In the entries below, swap "palm tree" for "coconut tree" in the lines between the one holding "Locate every instance of the white skull" and the one holding "[1012, 298]", inclusive, and give back only those lines with nothing else changed.

[DATA EXTRACT]
--

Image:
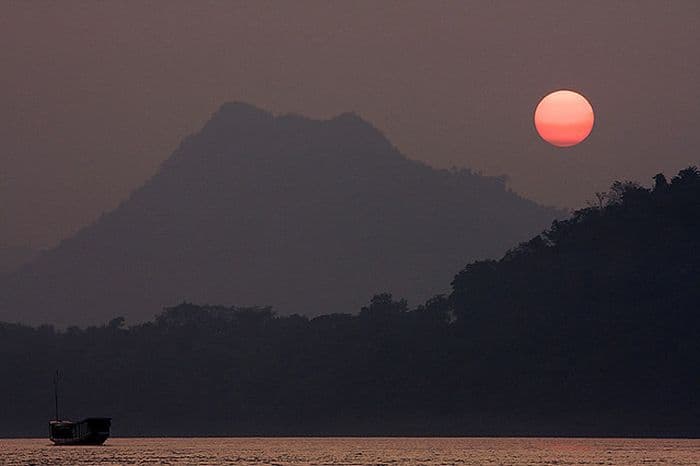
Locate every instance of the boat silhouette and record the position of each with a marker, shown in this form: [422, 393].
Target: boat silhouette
[89, 431]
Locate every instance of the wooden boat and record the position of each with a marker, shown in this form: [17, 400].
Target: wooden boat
[89, 431]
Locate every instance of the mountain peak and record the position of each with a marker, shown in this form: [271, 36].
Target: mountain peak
[239, 114]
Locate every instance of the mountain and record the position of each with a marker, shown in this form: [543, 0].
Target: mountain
[12, 257]
[305, 215]
[588, 329]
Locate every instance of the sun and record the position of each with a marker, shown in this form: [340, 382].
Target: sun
[564, 118]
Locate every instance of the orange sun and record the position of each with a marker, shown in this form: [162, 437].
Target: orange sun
[564, 118]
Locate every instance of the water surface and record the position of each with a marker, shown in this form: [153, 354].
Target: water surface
[355, 451]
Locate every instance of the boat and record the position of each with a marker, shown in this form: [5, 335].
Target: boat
[89, 431]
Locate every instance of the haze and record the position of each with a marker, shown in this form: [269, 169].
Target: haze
[93, 97]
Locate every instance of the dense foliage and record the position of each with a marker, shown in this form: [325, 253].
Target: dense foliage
[589, 328]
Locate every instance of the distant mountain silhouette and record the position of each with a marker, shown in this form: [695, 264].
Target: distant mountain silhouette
[588, 329]
[12, 257]
[305, 215]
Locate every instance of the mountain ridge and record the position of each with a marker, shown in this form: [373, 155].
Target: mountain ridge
[255, 209]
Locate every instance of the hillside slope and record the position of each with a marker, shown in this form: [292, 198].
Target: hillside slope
[307, 216]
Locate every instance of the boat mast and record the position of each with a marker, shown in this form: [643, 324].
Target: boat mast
[55, 392]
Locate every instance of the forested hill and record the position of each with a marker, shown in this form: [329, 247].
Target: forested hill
[308, 216]
[591, 328]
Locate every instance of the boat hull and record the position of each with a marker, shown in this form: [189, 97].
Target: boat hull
[91, 431]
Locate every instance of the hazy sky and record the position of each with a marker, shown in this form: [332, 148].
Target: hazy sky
[93, 96]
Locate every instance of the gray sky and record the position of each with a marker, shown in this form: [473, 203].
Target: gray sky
[93, 96]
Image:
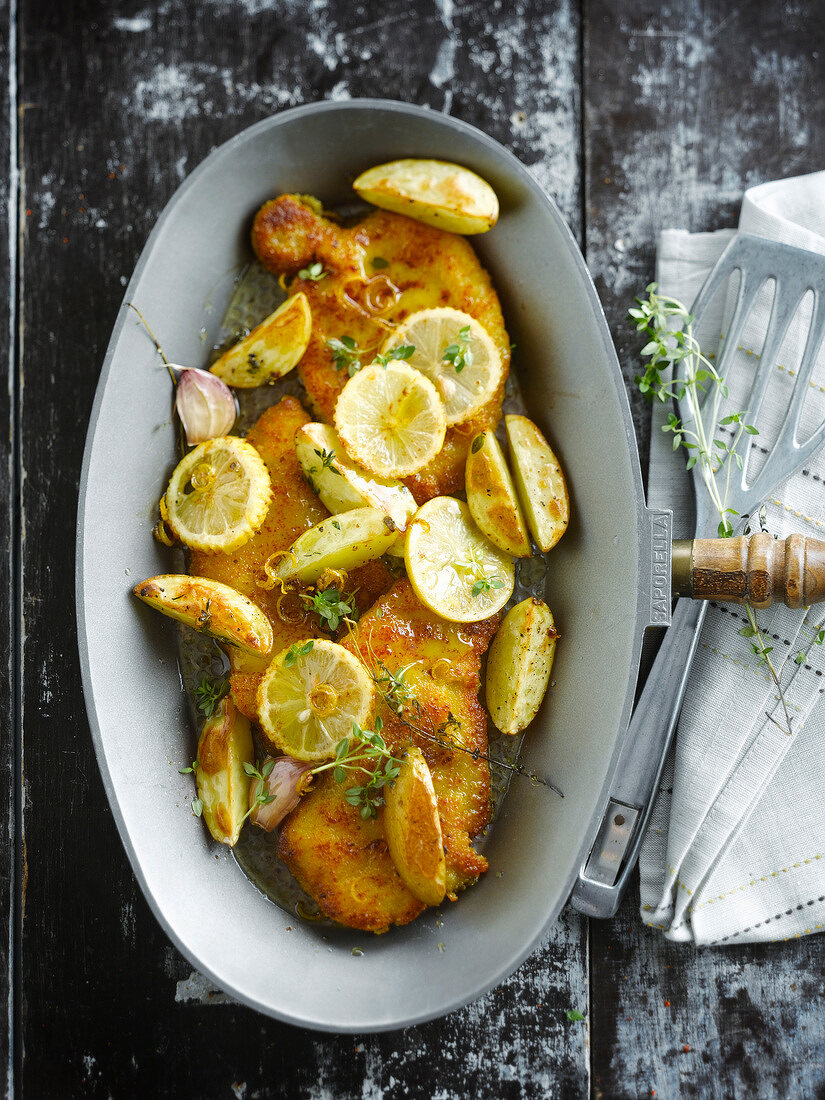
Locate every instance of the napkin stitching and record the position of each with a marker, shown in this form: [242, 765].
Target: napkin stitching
[755, 882]
[770, 920]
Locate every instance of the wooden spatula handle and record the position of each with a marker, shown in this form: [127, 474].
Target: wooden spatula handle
[756, 569]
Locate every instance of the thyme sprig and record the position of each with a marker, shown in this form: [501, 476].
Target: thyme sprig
[403, 351]
[262, 796]
[314, 273]
[353, 755]
[209, 693]
[397, 695]
[460, 353]
[297, 650]
[671, 341]
[345, 354]
[485, 583]
[330, 605]
[668, 326]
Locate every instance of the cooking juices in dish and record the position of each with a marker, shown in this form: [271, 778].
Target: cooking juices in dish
[336, 562]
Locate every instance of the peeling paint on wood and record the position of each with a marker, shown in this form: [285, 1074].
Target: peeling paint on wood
[681, 107]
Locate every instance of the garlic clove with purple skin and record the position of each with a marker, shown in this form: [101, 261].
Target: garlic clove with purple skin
[285, 783]
[205, 404]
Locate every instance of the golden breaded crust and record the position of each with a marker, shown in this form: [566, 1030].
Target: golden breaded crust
[342, 860]
[293, 509]
[428, 266]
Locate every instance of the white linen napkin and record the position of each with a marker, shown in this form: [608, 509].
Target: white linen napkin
[735, 850]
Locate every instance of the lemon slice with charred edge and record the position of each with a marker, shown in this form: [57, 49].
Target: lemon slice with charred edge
[271, 350]
[218, 495]
[454, 570]
[457, 354]
[391, 419]
[437, 193]
[310, 696]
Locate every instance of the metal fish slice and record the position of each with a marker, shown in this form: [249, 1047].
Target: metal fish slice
[795, 273]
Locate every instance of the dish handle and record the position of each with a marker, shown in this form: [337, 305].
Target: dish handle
[605, 873]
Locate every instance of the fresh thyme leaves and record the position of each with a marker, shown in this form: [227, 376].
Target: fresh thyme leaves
[485, 583]
[667, 323]
[330, 605]
[297, 650]
[403, 351]
[262, 795]
[360, 748]
[394, 690]
[209, 693]
[459, 353]
[816, 639]
[327, 461]
[315, 273]
[345, 354]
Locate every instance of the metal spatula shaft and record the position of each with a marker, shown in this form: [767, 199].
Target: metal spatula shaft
[794, 273]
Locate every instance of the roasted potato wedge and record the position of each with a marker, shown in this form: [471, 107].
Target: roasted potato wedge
[519, 663]
[539, 482]
[210, 607]
[437, 193]
[492, 497]
[343, 541]
[342, 485]
[271, 350]
[223, 785]
[414, 829]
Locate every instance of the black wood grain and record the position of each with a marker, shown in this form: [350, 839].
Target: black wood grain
[9, 560]
[121, 102]
[686, 105]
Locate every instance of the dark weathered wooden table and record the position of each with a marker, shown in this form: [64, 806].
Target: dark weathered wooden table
[634, 116]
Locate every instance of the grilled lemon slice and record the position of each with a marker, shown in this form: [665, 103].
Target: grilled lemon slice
[454, 570]
[310, 696]
[437, 193]
[455, 353]
[391, 419]
[271, 350]
[218, 495]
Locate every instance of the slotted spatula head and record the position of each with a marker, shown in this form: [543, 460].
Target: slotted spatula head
[794, 274]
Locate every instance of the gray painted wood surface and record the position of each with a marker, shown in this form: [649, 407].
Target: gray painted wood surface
[634, 117]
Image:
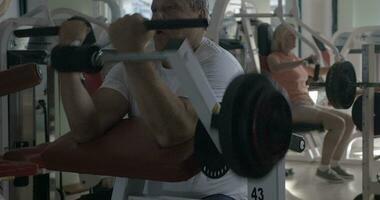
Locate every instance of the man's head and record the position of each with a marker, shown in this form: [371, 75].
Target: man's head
[284, 39]
[179, 9]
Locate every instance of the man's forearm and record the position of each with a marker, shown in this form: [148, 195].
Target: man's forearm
[163, 110]
[285, 66]
[79, 107]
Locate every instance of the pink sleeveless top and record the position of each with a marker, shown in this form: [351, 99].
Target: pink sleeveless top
[293, 80]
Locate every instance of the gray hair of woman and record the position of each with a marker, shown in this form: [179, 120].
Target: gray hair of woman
[201, 5]
[280, 35]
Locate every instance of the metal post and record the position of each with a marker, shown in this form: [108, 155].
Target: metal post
[368, 121]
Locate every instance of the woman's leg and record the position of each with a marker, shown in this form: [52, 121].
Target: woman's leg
[349, 128]
[334, 124]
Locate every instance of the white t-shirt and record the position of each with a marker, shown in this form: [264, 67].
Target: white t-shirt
[220, 67]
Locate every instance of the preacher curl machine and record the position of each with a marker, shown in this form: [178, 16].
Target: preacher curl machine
[249, 131]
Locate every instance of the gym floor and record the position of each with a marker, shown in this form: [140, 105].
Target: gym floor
[306, 186]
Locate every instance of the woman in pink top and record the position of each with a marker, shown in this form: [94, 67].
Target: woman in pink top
[292, 73]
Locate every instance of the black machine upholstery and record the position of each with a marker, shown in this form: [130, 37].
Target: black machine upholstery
[264, 44]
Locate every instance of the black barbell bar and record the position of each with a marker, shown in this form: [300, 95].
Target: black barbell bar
[341, 85]
[149, 24]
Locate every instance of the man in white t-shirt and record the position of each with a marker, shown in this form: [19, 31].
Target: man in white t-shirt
[152, 91]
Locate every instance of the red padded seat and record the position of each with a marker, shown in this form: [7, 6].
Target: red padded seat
[17, 169]
[127, 150]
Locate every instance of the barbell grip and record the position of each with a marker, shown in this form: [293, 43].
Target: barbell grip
[366, 84]
[37, 32]
[91, 59]
[317, 84]
[316, 72]
[176, 24]
[149, 24]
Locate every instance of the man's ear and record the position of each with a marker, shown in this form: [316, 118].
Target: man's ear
[203, 14]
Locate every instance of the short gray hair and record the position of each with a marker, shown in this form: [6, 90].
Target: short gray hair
[201, 5]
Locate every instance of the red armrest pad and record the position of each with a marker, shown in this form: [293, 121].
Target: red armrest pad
[128, 150]
[28, 154]
[17, 169]
[18, 78]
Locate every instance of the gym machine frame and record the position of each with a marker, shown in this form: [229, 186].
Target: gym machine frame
[197, 88]
[370, 185]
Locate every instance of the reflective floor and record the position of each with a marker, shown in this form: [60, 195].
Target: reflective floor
[306, 186]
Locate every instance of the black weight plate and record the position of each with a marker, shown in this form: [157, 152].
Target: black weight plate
[341, 85]
[236, 127]
[212, 162]
[271, 130]
[229, 119]
[357, 115]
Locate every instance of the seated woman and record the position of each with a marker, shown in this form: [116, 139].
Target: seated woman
[292, 73]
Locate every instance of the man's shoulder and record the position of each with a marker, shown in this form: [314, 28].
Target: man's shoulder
[211, 53]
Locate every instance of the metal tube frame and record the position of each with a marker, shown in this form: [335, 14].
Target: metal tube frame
[370, 185]
[198, 90]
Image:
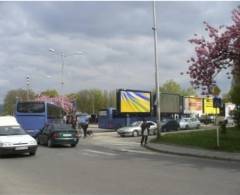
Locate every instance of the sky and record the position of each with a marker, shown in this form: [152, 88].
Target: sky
[115, 40]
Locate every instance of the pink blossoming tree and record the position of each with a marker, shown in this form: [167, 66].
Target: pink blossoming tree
[219, 52]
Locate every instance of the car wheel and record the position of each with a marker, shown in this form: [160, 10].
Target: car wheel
[135, 133]
[32, 153]
[37, 140]
[154, 132]
[49, 143]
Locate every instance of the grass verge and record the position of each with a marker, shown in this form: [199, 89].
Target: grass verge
[229, 142]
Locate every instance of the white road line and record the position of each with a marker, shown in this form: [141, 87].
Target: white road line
[137, 151]
[99, 152]
[89, 154]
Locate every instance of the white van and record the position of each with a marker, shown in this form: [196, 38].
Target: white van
[13, 139]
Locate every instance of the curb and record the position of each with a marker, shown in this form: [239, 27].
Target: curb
[191, 154]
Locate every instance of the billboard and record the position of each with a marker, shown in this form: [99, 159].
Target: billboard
[170, 103]
[193, 105]
[208, 106]
[133, 101]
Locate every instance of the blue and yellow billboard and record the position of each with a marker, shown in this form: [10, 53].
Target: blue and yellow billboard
[208, 106]
[132, 101]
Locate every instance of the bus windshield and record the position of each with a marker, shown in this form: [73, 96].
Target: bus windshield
[30, 107]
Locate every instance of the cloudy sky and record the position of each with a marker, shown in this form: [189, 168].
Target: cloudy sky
[116, 40]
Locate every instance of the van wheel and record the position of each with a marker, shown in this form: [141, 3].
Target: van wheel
[135, 133]
[32, 153]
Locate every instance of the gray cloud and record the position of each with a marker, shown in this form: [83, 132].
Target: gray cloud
[115, 37]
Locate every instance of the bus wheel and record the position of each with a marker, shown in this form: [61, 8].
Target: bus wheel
[49, 143]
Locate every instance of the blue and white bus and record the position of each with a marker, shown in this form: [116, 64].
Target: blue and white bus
[34, 115]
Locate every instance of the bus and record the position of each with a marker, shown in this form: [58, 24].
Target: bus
[34, 115]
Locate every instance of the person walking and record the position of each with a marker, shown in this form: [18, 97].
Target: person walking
[83, 123]
[144, 132]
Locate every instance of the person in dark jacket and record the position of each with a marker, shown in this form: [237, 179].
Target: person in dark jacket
[144, 132]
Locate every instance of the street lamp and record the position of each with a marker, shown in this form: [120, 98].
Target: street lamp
[156, 72]
[28, 86]
[63, 56]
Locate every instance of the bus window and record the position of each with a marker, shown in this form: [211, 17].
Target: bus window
[30, 107]
[54, 112]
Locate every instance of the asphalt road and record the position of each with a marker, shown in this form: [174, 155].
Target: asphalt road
[108, 164]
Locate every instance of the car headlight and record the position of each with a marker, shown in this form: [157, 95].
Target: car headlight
[5, 144]
[33, 142]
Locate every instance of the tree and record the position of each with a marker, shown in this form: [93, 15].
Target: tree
[221, 51]
[13, 96]
[171, 86]
[50, 93]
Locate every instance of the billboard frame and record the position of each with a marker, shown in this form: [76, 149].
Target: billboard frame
[118, 97]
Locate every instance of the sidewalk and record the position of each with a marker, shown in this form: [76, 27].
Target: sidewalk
[187, 151]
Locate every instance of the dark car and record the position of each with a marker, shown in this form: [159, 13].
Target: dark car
[58, 134]
[170, 125]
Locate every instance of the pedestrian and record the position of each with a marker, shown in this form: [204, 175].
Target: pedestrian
[83, 122]
[144, 132]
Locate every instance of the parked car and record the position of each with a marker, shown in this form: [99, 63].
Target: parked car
[58, 134]
[13, 139]
[135, 129]
[189, 123]
[230, 121]
[169, 125]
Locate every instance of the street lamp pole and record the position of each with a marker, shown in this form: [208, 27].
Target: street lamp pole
[157, 91]
[63, 56]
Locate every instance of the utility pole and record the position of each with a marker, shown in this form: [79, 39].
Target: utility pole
[157, 91]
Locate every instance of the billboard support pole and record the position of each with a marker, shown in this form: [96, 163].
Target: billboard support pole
[156, 73]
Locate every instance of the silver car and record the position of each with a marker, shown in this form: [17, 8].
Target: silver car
[189, 123]
[135, 129]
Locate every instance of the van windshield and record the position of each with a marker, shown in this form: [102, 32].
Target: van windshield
[11, 130]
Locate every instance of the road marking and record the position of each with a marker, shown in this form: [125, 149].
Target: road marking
[99, 152]
[137, 151]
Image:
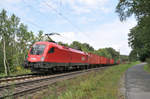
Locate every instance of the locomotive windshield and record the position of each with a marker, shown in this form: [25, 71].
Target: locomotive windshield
[37, 49]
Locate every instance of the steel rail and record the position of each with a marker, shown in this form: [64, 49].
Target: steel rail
[23, 88]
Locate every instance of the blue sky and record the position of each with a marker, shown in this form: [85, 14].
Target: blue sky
[91, 21]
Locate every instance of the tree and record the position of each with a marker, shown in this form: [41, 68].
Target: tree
[133, 56]
[139, 35]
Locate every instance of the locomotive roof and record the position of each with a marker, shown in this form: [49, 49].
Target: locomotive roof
[60, 46]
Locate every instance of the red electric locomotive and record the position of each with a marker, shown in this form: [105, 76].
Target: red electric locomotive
[49, 55]
[45, 56]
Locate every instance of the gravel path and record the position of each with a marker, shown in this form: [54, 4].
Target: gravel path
[137, 83]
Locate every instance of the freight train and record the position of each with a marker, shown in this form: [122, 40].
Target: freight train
[48, 56]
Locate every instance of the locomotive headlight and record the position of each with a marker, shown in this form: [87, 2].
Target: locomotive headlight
[42, 58]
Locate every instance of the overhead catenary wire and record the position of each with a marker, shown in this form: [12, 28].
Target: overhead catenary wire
[60, 14]
[66, 18]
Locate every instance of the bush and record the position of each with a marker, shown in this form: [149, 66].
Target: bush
[148, 61]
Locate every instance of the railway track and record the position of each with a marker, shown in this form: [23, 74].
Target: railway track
[30, 86]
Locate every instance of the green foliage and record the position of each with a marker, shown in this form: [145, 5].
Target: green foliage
[17, 40]
[139, 35]
[109, 53]
[133, 56]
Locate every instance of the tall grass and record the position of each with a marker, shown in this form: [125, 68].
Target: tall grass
[147, 66]
[95, 85]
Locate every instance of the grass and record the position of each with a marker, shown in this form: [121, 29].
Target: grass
[95, 85]
[19, 70]
[147, 68]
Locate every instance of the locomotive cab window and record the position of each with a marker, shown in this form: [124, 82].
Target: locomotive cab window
[51, 50]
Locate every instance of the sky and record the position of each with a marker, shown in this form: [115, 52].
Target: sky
[87, 21]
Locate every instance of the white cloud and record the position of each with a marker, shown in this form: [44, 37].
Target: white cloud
[78, 6]
[113, 34]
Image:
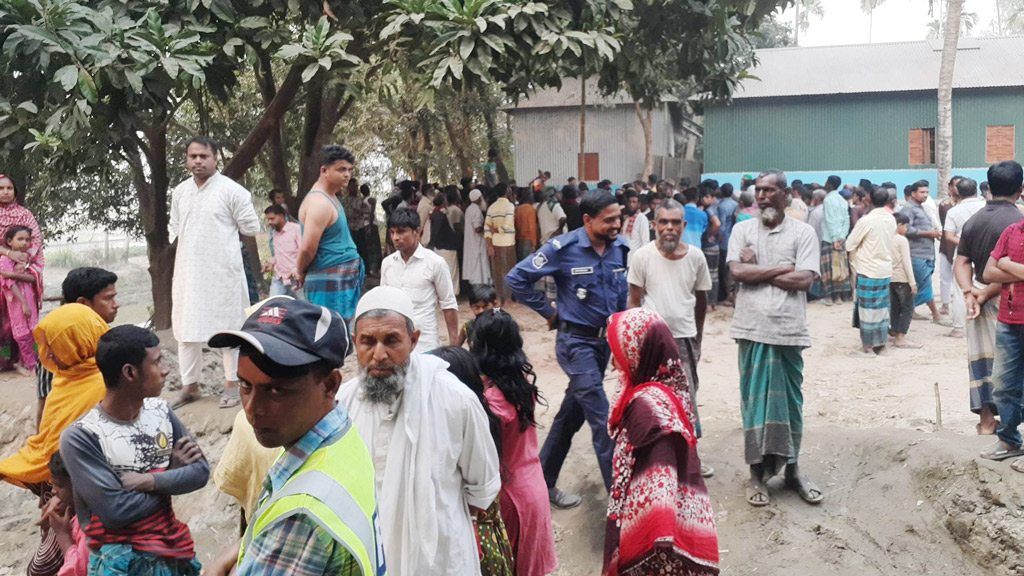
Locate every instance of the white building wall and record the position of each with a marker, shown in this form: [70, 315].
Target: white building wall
[549, 139]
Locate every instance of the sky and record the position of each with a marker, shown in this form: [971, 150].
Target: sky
[894, 21]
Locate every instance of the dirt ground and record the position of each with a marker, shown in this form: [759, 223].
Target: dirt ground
[902, 497]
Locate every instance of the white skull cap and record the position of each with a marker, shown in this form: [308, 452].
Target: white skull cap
[387, 298]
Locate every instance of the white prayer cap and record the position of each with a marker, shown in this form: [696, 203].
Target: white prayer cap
[385, 297]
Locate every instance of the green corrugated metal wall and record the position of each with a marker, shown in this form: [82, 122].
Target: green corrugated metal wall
[975, 110]
[850, 132]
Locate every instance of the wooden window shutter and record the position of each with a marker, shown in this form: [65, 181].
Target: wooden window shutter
[922, 147]
[591, 166]
[999, 144]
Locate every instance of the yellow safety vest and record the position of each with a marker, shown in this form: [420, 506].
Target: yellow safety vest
[335, 487]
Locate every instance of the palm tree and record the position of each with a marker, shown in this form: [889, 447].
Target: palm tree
[868, 7]
[968, 23]
[806, 9]
[944, 138]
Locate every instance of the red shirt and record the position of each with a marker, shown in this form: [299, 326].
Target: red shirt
[1012, 298]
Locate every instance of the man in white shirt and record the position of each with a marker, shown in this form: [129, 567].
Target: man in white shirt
[434, 459]
[969, 205]
[208, 212]
[636, 227]
[672, 279]
[423, 276]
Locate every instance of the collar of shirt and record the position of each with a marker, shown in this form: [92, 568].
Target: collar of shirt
[326, 432]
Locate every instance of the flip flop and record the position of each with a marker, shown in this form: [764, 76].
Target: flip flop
[805, 488]
[996, 452]
[756, 490]
[909, 345]
[229, 399]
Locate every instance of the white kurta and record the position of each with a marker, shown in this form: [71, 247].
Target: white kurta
[440, 459]
[475, 263]
[209, 289]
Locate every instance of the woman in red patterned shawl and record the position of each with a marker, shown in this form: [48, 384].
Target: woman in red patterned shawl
[12, 213]
[659, 518]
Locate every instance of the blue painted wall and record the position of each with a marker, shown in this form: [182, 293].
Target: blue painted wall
[900, 177]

--

[ANSWER]
Locate every instance of the white skull cap and record the position of each with a marker, shown in this form: [308, 452].
Target: white skull cap
[387, 298]
Locate every instance of the white prayer cap and record the position of each with a marker, shown in this form: [696, 203].
Target: white prayer cap
[385, 297]
Locate every instance of the green corrugated metal wall and record the position of each with a marker, shown in this form: [82, 122].
Target: green corrugated metal wall
[975, 110]
[850, 132]
Locate every instance of the wooden window shutter and record the position of each with a marker, shown in this form: [65, 181].
Target: wooden window shutter
[922, 147]
[591, 166]
[999, 144]
Locate every instance of the yellow safety vest and record the position of each with a marker, shown in this form: [420, 506].
Target: yellow safety vest
[335, 487]
Locate every instance of the coconut tree and record the position of each with a marker, shown in this form: [889, 447].
Target: coconut tree
[868, 7]
[968, 23]
[806, 9]
[944, 138]
Locate every instance of the red shirt and record the position of each with a marker, shown in this form: [299, 326].
Target: red shirt
[1012, 298]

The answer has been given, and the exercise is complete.